• [Excerpted text]
··········

Several people have suggested the influence comes particularly from Woody Guthrie’s “Talking Subway”.  In this video “Talking Subway” starts around 1 min 30 sec.

Here are the lyrics to Bob’s song…

I came down to New York town,
Got out and started walking around,
I’s up around 62nd Street,
All of a sudden comes a cop on his beat;
Said my hair was too long,
Said my boots were too dirty,
Said my hat was un-American,
Said he’d throw me in jail.

So I got on a subway and took a seat
Got out on 42nd Street.
I met this fellow named Delores there,
He started rubbin’ his hands through my hair —
I figured somethin’ was wrong,
So I ran through ten hot-dog stands, four movie houses,
And a couple a dancing studios to get back on the subway train.

The wind it blew me north and south,
It blew me in a coffee house.
I met this fellow with sun glasses on,
He told me he sung folksongs —
I believed him ’cause he was wearing sun glasses.

He sung “Scarlet Ribbons” ’bout ten times or more,
He sung “Michael Row The Boat Ashore. ”
He sung “Where Do All The Flowers Go? ”
There was no folksong he didn’t know —
The ones he didn’t know he didn’t like anyway.

On MacDougal Street I saw a cubby hole,
I went in to get out of the cold,
Found out after I’d entered
The place was called the Folklore Center —
Owned by Izzy Young —
He’s always in back —
Or the center.

They got real records and real books,
Anybody can walk in and look.
You don’t have to own a Cadillac car,
Or a nine hundred and fifty-two dollar guitar —
Do like most people do —
Walk in —
Walk around —
Walk out.

But that’s not the way you see,
That ain’t the way it oughta be,
There’s just one way a lookin’ at it,
You shouldn’t take this place for granted —
That’ll always be here.

So go down and buy a record or book,
Don’t just walk around and look,
You can do that when you go uptown,
When you come down here you’re on common ground —
Common people ground —
Common guitar people ground —
We need every inch of it!

··········

• [Written request] Condense the stanza of the song lyrics that begins "On MacDougal Street I saw a cubby hole" into one short prose sentence that keeps its main facts.

• [Data rows]
··········

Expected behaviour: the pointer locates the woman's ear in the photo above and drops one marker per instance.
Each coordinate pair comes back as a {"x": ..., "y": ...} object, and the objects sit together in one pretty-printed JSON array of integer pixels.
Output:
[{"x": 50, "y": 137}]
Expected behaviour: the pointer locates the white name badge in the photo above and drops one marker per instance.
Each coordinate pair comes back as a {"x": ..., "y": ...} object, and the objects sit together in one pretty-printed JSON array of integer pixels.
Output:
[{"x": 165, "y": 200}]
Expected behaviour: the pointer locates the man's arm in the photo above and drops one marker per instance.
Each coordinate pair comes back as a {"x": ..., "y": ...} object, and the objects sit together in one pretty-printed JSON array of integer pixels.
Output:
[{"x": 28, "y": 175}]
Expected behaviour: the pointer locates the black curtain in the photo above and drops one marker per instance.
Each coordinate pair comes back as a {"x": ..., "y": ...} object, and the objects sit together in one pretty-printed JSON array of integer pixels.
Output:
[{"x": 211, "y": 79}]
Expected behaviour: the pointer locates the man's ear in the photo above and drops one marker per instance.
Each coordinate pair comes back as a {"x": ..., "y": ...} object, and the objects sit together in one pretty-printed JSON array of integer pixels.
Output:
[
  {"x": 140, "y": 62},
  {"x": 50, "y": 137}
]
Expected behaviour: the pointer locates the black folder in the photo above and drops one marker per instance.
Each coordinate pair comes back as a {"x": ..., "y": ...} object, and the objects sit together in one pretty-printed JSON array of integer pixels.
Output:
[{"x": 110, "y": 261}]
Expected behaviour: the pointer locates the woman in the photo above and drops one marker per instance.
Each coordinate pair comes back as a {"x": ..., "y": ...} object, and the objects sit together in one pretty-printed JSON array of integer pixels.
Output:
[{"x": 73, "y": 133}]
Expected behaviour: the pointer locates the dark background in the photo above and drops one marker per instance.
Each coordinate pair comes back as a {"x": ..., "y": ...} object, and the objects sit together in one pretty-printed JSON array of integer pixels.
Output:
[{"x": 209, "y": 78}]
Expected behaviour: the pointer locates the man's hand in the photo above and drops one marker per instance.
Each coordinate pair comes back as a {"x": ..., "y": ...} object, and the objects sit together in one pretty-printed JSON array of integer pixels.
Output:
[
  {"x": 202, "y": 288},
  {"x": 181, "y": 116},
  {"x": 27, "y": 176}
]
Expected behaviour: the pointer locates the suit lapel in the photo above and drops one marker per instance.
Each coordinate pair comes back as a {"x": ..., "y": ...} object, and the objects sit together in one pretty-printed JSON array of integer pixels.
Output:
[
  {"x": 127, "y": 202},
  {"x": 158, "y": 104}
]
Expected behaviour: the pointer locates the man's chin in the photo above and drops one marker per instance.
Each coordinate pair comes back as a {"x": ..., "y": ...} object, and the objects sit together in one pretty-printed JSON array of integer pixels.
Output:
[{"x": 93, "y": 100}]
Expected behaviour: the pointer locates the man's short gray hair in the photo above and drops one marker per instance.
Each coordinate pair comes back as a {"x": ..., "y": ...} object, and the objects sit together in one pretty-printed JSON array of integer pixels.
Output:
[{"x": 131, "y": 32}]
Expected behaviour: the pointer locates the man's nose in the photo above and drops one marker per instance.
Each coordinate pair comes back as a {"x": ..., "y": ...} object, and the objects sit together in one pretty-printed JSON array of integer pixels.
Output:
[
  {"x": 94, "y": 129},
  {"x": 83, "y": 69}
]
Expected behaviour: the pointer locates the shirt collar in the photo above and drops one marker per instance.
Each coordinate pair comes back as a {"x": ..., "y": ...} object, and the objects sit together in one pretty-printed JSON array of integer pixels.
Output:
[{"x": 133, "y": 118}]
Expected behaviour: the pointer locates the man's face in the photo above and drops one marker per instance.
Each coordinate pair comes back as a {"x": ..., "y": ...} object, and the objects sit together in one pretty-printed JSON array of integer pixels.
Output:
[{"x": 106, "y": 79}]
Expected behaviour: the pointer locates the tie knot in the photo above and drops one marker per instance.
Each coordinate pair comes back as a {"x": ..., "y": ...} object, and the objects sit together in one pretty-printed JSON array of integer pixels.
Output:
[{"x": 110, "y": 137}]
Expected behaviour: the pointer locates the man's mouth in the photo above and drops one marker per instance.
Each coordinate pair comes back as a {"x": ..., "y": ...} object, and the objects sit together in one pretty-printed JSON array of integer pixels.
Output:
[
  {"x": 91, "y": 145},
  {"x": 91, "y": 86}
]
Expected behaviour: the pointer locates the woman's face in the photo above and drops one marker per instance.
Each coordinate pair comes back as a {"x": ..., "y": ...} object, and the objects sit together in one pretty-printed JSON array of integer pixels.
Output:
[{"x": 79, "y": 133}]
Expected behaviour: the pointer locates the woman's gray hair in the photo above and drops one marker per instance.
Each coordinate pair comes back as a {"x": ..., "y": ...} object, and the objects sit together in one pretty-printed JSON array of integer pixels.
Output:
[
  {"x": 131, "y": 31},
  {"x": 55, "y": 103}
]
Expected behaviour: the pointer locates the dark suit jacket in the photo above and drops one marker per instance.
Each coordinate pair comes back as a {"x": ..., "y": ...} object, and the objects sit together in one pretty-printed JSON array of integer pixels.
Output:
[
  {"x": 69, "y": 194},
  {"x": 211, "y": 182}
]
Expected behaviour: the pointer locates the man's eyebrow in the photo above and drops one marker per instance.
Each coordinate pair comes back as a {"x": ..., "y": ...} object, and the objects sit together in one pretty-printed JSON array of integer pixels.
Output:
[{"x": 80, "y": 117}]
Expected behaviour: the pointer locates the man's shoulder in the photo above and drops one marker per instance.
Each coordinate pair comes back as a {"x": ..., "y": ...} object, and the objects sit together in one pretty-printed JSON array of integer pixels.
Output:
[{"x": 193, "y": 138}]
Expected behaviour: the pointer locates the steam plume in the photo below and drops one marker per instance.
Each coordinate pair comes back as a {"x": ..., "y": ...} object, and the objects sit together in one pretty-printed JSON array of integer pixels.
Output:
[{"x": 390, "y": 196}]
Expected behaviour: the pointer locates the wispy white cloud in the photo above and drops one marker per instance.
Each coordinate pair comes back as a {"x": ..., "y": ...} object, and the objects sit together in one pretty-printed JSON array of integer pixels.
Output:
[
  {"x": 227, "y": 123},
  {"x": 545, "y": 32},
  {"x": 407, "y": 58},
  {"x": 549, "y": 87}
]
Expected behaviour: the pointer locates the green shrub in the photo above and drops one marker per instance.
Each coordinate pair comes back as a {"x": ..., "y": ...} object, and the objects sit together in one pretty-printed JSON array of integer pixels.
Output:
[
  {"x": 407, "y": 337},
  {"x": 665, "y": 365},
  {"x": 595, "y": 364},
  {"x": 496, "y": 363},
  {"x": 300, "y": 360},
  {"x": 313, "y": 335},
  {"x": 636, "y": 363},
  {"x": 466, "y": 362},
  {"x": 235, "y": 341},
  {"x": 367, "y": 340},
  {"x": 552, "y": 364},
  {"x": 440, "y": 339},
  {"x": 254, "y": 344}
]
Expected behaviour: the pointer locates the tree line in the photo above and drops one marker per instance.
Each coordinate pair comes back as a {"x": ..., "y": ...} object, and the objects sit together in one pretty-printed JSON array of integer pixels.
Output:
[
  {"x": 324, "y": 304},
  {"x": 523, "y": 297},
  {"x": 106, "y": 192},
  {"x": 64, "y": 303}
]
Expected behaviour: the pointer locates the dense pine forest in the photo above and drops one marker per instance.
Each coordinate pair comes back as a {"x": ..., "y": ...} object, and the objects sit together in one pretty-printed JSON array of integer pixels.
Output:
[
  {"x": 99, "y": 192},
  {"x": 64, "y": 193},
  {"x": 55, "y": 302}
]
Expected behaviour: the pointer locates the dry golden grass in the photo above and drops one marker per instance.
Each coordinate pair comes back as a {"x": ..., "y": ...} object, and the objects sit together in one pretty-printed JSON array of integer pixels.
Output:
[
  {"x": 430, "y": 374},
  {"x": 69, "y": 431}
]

··········

• [Solution to this exercise] The speaker ducked into a small spot on MacDougal Street to escape the cold and only afterward learned it was the Folklore Center, owned by Izzy Young, who is always in the back or the center.